== PROBLEM TO WORK ON ==
Lines before the one containing "dark shirt shown" are excluded. Repeat that line and every line after it, exactly.

== RECORD EXTRACTS ==
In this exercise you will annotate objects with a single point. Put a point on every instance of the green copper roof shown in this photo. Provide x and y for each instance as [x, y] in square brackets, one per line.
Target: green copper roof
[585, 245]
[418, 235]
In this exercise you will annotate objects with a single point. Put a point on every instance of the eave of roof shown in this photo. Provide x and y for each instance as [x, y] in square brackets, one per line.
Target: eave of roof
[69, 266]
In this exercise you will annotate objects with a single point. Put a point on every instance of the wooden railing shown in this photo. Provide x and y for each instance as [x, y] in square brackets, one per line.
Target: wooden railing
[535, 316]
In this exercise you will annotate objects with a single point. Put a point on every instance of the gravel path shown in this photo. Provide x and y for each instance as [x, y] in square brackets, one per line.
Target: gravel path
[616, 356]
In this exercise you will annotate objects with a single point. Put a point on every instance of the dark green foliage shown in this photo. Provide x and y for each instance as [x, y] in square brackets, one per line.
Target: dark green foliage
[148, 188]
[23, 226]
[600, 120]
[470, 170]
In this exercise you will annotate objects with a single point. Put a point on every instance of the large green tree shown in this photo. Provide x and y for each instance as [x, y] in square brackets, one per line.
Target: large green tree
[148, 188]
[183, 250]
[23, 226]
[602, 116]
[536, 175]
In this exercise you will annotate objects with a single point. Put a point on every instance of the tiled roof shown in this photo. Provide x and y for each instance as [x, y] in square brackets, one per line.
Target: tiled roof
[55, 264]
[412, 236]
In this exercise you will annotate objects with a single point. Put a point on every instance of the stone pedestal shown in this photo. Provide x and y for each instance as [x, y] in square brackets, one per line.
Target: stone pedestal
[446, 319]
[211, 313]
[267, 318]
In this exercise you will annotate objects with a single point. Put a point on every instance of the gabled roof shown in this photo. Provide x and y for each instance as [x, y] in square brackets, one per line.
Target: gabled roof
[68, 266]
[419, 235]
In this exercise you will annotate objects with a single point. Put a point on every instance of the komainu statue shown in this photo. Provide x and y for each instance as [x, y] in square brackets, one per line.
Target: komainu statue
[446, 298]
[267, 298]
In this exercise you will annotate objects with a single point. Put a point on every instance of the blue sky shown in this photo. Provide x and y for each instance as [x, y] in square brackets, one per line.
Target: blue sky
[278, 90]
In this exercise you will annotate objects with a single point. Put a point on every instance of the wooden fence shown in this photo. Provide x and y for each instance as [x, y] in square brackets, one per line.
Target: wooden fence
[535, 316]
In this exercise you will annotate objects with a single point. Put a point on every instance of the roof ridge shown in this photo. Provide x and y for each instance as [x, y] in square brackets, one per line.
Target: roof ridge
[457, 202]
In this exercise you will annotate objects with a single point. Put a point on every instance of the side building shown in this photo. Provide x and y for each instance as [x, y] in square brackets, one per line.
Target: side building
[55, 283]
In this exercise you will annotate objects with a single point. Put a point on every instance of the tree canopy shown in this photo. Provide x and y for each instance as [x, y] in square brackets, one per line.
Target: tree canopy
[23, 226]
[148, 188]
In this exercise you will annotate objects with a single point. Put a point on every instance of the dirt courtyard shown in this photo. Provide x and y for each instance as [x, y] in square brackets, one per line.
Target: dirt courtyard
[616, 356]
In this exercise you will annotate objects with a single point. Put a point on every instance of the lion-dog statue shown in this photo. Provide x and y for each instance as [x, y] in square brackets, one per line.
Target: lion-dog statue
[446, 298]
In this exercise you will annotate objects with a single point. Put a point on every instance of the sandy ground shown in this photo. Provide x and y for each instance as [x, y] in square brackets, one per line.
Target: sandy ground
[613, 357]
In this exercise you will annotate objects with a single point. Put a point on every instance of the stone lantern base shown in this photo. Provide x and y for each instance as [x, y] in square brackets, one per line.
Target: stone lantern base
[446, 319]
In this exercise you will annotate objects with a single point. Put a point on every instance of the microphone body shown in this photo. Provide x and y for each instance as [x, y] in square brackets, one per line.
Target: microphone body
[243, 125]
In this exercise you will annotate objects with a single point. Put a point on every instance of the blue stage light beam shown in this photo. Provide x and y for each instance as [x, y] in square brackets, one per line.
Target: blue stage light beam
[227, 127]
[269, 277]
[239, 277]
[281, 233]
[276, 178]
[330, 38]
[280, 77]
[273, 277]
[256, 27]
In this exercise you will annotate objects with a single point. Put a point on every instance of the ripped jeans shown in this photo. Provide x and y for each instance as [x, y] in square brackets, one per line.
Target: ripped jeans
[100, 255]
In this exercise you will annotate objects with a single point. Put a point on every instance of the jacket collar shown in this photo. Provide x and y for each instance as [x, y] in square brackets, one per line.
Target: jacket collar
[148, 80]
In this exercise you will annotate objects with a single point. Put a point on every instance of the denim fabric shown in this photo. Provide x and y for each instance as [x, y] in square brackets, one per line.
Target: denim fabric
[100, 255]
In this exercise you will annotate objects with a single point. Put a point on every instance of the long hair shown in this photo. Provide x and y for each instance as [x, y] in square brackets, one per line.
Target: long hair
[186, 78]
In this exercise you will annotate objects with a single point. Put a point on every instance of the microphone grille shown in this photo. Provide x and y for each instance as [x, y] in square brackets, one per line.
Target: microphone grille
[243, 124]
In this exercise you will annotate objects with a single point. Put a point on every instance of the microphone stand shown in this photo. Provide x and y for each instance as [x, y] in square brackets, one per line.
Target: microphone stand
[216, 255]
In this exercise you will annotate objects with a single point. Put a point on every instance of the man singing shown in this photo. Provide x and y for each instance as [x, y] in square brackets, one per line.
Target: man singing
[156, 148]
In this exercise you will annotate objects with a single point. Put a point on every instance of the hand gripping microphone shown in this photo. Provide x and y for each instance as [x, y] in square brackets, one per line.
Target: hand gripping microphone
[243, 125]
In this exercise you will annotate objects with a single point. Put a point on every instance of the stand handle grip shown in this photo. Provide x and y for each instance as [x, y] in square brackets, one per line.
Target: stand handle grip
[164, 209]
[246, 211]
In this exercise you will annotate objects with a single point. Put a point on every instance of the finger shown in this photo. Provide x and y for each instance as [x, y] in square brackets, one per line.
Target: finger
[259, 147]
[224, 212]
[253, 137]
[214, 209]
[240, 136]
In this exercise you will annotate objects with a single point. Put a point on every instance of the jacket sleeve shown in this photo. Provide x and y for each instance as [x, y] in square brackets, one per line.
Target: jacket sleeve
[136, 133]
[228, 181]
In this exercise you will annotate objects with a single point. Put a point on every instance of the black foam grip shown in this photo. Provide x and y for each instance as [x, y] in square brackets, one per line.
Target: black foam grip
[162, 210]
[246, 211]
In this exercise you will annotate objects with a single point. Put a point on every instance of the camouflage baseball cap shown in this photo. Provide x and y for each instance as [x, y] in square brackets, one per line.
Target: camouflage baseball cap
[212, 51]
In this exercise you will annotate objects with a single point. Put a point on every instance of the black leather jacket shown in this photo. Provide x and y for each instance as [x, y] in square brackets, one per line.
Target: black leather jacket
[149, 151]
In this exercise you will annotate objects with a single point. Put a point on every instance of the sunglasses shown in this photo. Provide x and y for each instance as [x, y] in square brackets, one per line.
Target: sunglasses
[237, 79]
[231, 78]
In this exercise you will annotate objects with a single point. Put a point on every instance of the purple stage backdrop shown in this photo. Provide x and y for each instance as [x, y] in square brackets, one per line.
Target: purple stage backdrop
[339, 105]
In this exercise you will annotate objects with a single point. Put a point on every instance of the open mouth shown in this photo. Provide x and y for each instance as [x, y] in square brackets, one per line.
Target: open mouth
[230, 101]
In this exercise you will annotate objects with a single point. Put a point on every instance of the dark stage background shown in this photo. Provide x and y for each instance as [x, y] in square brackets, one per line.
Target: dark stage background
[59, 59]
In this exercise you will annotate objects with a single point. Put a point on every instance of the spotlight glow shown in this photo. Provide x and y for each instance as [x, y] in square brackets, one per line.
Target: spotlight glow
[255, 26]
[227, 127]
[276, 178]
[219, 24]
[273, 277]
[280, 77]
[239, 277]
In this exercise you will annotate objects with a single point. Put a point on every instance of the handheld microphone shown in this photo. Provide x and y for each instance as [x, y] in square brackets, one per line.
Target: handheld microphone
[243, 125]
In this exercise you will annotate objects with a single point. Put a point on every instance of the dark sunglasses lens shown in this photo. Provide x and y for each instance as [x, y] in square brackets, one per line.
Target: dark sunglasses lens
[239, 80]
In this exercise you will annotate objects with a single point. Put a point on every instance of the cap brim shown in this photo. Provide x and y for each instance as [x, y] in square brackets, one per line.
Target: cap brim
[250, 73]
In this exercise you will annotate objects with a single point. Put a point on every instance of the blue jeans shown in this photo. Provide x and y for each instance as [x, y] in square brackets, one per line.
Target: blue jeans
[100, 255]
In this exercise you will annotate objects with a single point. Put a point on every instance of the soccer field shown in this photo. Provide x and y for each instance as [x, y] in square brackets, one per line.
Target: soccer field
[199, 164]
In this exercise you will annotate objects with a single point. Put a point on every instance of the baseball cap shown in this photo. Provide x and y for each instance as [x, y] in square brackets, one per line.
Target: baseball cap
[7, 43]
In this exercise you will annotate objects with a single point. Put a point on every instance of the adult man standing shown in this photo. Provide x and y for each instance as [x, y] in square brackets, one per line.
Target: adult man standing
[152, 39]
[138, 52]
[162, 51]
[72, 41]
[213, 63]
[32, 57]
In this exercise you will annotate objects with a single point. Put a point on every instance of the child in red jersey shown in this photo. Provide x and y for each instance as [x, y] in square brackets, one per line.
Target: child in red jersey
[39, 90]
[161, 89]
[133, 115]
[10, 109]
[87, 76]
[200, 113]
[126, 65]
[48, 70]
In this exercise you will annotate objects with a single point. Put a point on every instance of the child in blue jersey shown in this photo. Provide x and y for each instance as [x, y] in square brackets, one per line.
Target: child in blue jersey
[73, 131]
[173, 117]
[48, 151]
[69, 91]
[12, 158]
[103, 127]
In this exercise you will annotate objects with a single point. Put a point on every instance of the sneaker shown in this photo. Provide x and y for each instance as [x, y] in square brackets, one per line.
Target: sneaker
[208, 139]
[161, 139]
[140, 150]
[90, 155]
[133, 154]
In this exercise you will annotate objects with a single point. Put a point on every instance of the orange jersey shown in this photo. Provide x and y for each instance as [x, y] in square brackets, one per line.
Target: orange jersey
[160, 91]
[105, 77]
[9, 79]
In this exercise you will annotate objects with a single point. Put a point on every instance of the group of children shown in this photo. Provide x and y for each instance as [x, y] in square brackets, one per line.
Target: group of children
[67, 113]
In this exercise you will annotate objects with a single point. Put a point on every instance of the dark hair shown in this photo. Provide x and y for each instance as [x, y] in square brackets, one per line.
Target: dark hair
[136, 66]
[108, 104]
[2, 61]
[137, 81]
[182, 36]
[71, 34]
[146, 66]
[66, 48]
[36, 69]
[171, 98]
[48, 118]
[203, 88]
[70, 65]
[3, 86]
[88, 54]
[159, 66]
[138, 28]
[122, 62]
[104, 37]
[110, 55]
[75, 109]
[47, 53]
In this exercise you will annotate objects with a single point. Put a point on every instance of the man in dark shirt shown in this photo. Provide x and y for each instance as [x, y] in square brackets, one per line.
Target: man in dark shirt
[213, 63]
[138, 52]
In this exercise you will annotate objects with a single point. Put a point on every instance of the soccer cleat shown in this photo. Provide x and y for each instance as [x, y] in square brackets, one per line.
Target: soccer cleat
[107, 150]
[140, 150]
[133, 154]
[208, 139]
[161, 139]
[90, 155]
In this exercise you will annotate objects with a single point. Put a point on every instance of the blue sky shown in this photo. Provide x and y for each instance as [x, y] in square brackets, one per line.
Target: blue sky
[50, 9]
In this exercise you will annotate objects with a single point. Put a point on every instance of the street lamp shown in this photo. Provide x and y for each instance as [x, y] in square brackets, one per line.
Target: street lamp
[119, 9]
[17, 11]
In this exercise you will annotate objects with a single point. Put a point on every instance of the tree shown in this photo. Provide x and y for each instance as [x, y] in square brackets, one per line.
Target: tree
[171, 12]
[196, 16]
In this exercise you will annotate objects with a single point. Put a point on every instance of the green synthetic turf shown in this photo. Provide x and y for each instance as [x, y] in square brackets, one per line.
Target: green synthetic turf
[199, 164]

== SOLUTION FOR THIS TASK ==
In this exercise you will annotate objects with a single point. Put a point on every instance of the man in dark shirt shown in this photo. Provide x and y for each instance as [x, y] in square brackets, one per line.
Target: man in dark shirt
[213, 63]
[138, 52]
In this exercise you will annotate objects with a single point. Put a point on every instance of the soccer cleat shown in this photo. Provide x and y for each instance as [x, y] in square brackets, one per line.
Target: soccer cleat
[107, 150]
[140, 150]
[133, 154]
[208, 139]
[161, 139]
[90, 155]
In this exercise you will annotate objects with a single point. Put a point on every instance of the blue sky shown in this photo. Provide x and y for each instance as [x, y] in square brackets, one per line.
Target: blue sky
[50, 9]
In this exercise you will annotate objects with a single point. Put a point on every instance of the street lamp shown in this photo. Provide x and y for each instance as [x, y] in square brackets, one per line.
Target: street lamp
[119, 9]
[17, 11]
In this exercise you will annotate objects with a single point. Put a point on every instance of the tree shown in this photo. Provide x and y for each instance as [x, y] in square brackets, one per line.
Target: tree
[171, 12]
[196, 16]
In this exercise you will annotate objects with a single point. Put a point on every instance of the green synthetic turf shown in this photo. Provide x and y for each instance as [x, y] in square brackets, one per line.
Target: green synthetic turf
[199, 164]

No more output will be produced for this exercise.